What is expected »
Rewrite the records so that "empty cupcake liner" becomes "paper baking cup" wherever it occurs, with everything else kept the same. Don't include the pictures in your version.

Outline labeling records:
↓

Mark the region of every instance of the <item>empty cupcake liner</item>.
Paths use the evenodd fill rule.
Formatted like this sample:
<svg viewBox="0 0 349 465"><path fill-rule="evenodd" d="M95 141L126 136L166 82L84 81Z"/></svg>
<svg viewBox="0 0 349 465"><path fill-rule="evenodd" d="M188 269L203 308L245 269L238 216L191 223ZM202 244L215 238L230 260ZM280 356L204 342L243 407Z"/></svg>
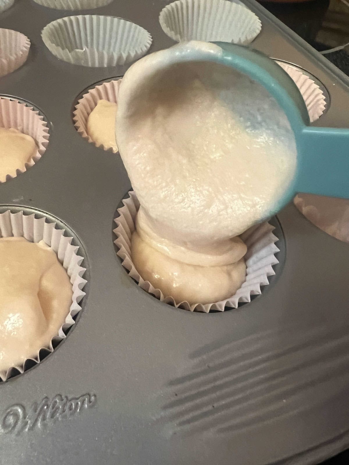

↑

Result below »
Mark the region of every instance of the <item>paper baking cup</item>.
Paths use the evenodd fill rule.
Formatted like this sample:
<svg viewBox="0 0 349 465"><path fill-rule="evenodd" d="M95 141L126 136L166 82L84 81Z"/></svg>
<svg viewBox="0 0 349 465"><path fill-rule="evenodd" d="M188 269L203 308L245 269L238 216L191 223ZM202 244L215 238L230 260ZM280 356L204 342L243 407Z"/></svg>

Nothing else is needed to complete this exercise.